_What to work on_:
Could you continue the news article about the South Deerfield Water Supply District's legal settlement, starting after its last paragraph?

_Selected text_:
::::

After legal settlement, South Deerfield Water District awaits OK for testing, audit

  • The South Deerfield Water Supply District building, building, which sits off of Route 116. FILE PHOTO

Staff Writer
Published: 12/5/2021 11:10:16 AM

SOUTH DEERFIELD — The South Deerfield Water Supply District is awaiting approval from the Attorney General’s Office regarding its choices for third-party testing and auditing services following a September legal settlement.

As part of the settlement, the South Deerfield Water Supply District must implement a series of auditing and oversight measures to ensure clean drinking water for the approximately 3,800 residents in South Deerfield and a portion of Whately that it serves. Superintendent Dan Dion said the district has put these measures in place, but is waiting for official approval.

“We did submit to the attorney general who we’re trying to use for third-party testing, sampling and auditing,” Dion asserted. “The attorney general has not gotten back to us yet if they’re approved or not. … Hopefully, they just approve who we want.”

::::

_Information provided_:
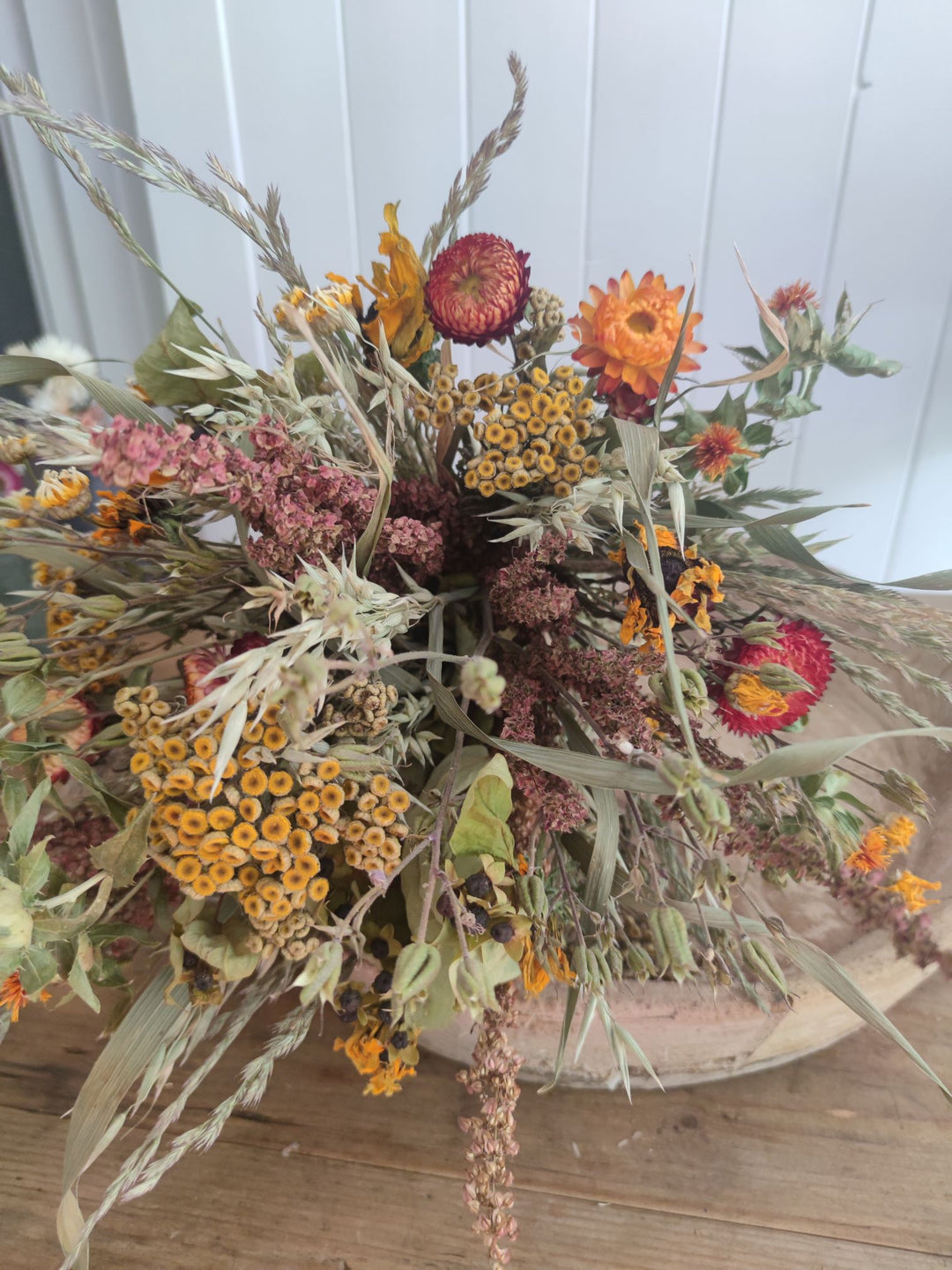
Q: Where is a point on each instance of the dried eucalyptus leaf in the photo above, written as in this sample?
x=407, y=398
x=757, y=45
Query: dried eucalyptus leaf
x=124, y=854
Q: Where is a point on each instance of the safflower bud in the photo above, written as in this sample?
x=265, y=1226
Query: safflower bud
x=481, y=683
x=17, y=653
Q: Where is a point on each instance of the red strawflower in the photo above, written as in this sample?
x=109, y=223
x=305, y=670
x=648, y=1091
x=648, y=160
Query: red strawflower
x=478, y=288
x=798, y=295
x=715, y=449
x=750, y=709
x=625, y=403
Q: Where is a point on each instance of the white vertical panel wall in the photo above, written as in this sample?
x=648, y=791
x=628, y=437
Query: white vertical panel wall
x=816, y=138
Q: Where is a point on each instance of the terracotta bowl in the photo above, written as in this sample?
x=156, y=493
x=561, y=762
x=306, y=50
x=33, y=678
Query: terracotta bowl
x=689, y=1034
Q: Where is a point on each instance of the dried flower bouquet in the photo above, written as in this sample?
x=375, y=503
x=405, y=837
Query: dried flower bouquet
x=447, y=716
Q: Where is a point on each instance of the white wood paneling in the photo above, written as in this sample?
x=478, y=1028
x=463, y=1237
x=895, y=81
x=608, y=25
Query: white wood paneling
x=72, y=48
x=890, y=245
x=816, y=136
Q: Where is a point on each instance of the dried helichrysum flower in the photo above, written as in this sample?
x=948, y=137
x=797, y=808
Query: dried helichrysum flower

::::

_Written response_:
The settlement follows an investigation into former Superintendent Roger Sadoski Jr. and the South Deerfield Water Supply District allegedly failing to report levels of chlorine and the turbid quality (the cloudiness) in the public’s water by repeatedly altering the water records and monthly reports before sending them to the state Department of Environmental Protection from 2014 to 2018.

Additionally, the South Deerfield Water Supply District allegedly, under Sadoski’s orders, illegally handled and removed an asbestos-containing pipe during an emergency repair in 2018, which polluted the air and put the health of both staff and the public at risk, according to the AG’s office. Sadoski himself has surrendered his professional water license, is barred from any public water supply work and must pay $200,000 in civil penalties.

Also as a result of the settlement, the Attorney General’s Office ordered the South Deerfield Water Supply District to submit choices for labs and organizations to conduct the following third-party testing and auditing measures:

■Calibration of the water district’s water quality monitoring equipment.

■Three years of increased chlorine, bacteria and turbidity sampling.

■Monthly analyses of the district’s internal, electronically recorded logs.

■Increased asbestos sampling.

■Certified professional engineering study to find optimal pH levels within the water distribution system.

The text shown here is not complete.